Brief A: Within the records, switch "sample" to "example" in the stretch from the line containing "point at the gray cabinet door" through the line containing "<point>401,393</point>", and return only those lines with everything else unchanged.

Approaching Convoys Wharf is like nearing many other sites prime for development along the Thames. Looking through the tall gates, there doesn’t appear to be very much on this brownfield land bar remnants of a few tatty industrial sheds in the distance.
By the entrance, a security guard sits in a cabin looking at a television. But with little more than a large area of open, uneven concrete to keep watch over, you wonder what he is actually meant to be guarding.
While for people passing casually by, this Deptford site may seem insignificant, to others it is a different story. The World Monuments Fund (WMF) has named it as one of 67 global heritage sites at risk, putting it on a list alongside the likes of Venice and the Inca ruins in Latin America.
Calling for redevelopment of the land to be carried out “sensitively”, the organisation noted the “rich heritage” of the 16th century dockyard and the adjacent Sayes Court Garden (the latter was once the home of the diarist John Evelyn).
From its foundation in 1513 by Henry VIII, Deptford Dockyard was at the centre of the maritime world for 350 years. Famous explorers like Sir Francis Drake and Walter Raleigh set out from here, later James Cook would leave Deptford on his voyage to discover Australia.
Hundreds of warships were built at Deptford Dockyard over the years, including those used in the Napoleonic Wars. It grew to be the most important of the royal dockyards and was visited on a number of occasions by the monarch to inspect ships being built (in 1550 £88 was spent on paying for Deptford High Street to be paved for one such visit).

Given data:
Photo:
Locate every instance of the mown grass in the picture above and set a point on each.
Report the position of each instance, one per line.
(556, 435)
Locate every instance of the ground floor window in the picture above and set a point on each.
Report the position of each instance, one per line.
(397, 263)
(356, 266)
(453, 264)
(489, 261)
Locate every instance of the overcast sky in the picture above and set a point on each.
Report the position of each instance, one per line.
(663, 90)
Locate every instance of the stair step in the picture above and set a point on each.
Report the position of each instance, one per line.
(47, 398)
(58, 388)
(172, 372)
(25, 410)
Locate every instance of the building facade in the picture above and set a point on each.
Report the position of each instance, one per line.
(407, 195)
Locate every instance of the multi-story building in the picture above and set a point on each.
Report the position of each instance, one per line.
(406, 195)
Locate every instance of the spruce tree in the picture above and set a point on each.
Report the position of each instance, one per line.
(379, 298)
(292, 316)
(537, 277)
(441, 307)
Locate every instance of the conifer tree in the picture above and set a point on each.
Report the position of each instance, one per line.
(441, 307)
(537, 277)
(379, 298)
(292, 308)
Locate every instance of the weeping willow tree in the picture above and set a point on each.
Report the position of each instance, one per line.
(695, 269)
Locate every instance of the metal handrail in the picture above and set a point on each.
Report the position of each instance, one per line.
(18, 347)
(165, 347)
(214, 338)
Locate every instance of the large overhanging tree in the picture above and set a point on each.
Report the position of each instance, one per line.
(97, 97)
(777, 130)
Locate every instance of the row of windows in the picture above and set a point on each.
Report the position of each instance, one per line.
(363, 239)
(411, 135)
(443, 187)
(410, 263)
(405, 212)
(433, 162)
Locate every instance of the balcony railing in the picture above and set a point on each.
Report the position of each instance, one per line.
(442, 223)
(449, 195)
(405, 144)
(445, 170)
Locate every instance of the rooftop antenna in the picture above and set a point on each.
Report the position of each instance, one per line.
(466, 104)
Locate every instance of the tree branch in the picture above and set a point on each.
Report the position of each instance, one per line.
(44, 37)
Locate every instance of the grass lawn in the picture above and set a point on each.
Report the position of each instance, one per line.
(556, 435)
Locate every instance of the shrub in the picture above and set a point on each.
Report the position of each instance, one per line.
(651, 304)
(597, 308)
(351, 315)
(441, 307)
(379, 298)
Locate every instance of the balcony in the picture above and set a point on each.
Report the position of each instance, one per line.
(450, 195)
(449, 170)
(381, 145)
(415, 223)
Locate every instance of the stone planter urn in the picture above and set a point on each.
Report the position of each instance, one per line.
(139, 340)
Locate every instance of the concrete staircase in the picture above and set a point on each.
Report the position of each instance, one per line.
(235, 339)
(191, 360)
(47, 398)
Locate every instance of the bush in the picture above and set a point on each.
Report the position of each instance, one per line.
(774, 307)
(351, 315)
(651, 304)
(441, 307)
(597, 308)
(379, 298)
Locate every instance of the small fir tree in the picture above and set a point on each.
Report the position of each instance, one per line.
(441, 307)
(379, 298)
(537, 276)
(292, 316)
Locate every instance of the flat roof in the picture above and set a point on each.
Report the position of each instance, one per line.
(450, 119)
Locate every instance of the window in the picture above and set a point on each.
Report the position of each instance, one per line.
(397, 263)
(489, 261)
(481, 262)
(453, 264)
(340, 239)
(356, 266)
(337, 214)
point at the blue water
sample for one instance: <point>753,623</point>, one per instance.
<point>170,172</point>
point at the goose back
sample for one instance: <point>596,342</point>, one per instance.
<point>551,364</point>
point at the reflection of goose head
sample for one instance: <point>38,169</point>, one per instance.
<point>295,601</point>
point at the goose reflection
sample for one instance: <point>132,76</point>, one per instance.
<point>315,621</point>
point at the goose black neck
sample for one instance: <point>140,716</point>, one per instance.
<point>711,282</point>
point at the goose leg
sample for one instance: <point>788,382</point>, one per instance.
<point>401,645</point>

---

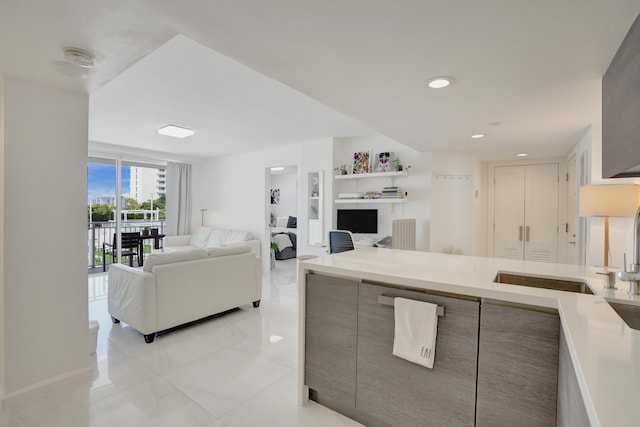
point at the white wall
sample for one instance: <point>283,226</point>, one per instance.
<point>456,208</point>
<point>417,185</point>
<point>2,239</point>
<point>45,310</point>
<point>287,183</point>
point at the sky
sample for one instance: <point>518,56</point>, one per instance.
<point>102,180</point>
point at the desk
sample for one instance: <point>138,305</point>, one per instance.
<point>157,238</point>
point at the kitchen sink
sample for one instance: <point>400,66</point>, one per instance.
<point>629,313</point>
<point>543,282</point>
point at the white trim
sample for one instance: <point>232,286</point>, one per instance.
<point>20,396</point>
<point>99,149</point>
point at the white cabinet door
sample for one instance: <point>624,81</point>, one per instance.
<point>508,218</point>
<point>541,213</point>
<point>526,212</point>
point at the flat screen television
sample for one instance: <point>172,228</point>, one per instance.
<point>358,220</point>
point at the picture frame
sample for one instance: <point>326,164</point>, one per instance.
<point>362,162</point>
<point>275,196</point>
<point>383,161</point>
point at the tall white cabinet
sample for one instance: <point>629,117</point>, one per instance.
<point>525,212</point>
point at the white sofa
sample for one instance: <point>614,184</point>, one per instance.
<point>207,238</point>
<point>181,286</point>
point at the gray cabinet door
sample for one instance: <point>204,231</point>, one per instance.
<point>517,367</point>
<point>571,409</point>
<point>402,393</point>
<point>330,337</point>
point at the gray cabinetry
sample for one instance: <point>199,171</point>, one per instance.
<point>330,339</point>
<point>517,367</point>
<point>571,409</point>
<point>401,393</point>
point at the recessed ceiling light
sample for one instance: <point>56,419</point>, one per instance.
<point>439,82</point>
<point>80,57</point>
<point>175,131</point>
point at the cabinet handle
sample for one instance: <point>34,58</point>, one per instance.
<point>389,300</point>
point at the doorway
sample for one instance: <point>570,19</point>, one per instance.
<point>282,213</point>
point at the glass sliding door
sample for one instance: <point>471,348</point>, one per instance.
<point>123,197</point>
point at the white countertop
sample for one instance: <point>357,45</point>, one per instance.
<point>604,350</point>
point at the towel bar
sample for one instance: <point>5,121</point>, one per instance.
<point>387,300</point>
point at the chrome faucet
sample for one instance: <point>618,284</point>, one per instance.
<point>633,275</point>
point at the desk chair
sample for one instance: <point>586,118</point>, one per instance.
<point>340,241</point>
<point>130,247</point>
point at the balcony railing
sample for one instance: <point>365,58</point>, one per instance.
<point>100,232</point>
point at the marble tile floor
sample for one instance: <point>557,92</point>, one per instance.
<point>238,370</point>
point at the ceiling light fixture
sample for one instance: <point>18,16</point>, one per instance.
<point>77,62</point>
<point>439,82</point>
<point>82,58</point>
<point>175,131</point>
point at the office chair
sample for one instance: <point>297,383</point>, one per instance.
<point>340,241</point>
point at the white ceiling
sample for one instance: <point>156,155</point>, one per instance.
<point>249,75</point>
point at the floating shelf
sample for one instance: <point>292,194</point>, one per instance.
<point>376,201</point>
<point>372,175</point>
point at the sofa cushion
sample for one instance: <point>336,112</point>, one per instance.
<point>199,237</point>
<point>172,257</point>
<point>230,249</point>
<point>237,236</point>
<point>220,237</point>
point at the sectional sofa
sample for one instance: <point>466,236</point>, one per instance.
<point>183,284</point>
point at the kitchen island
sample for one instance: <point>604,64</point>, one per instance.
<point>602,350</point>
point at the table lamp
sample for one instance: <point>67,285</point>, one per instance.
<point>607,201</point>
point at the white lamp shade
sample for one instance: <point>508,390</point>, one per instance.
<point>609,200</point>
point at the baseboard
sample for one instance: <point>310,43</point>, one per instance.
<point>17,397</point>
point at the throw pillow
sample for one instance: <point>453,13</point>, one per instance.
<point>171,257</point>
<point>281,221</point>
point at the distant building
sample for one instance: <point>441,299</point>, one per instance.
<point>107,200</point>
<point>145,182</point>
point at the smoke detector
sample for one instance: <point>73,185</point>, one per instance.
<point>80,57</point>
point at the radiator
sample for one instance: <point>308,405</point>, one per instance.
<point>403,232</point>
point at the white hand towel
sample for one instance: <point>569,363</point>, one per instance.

---

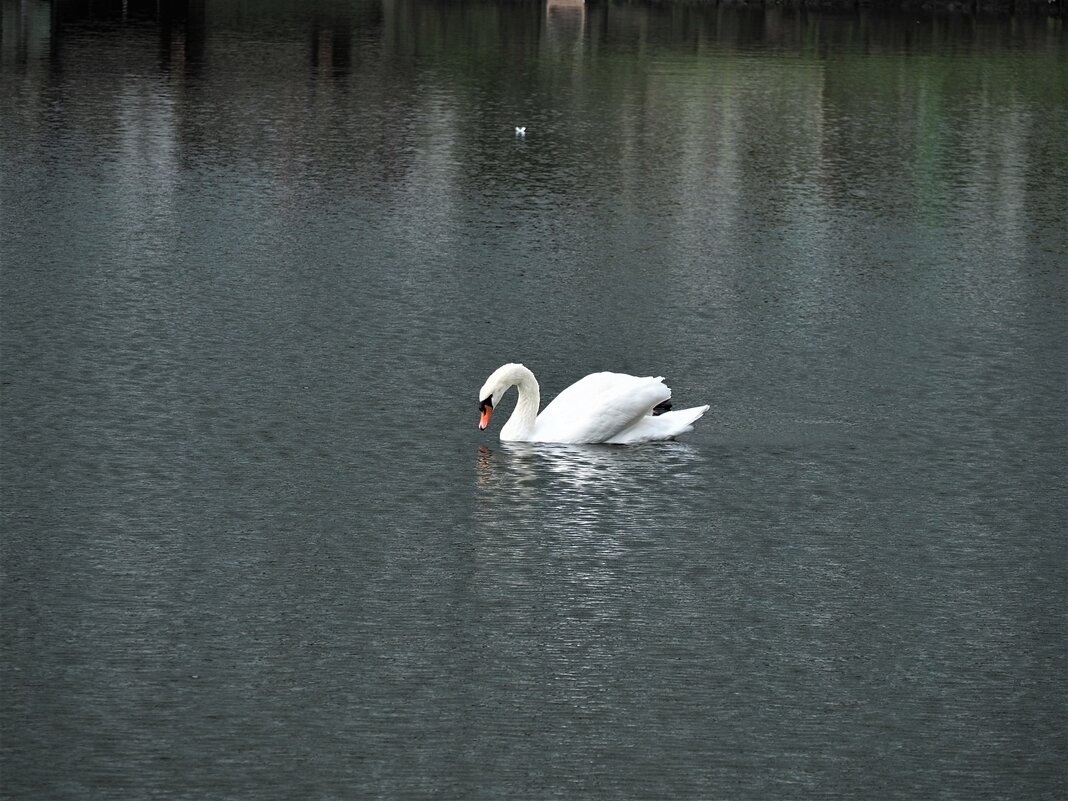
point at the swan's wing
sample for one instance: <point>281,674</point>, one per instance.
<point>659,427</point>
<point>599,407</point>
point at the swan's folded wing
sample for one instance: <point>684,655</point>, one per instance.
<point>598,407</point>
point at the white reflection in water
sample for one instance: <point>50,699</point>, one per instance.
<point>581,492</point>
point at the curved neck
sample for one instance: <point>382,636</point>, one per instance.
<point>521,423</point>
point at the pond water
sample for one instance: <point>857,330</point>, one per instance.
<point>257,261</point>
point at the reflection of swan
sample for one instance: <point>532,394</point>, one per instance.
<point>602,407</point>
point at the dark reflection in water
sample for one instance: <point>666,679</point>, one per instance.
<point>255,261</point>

Brief B: Summarize the passage on Convoys Wharf in two sentences.

Correct result A:
point at the gray cabinet door
example for one instance: <point>204,231</point>, one per instance.
<point>517,367</point>
<point>571,409</point>
<point>402,393</point>
<point>330,337</point>
point at the gray cabinetry
example for one instance: <point>199,171</point>, one per instance.
<point>330,339</point>
<point>517,367</point>
<point>571,409</point>
<point>401,393</point>

Correct result B: Convoys Wharf in Deptford looks like an empty brownfield site on the Thames, yet the World Monuments Fund has named it one of 67 global heritage sites at risk and called for its redevelopment to be carried out sensitively. Founded by Henry VIII in 1513, Deptford Dockyard was at the center of the maritime world for 350 years, sending out explorers such as Drake, Raleigh and Cook and building hundreds of warships as the most important of the royal dockyards.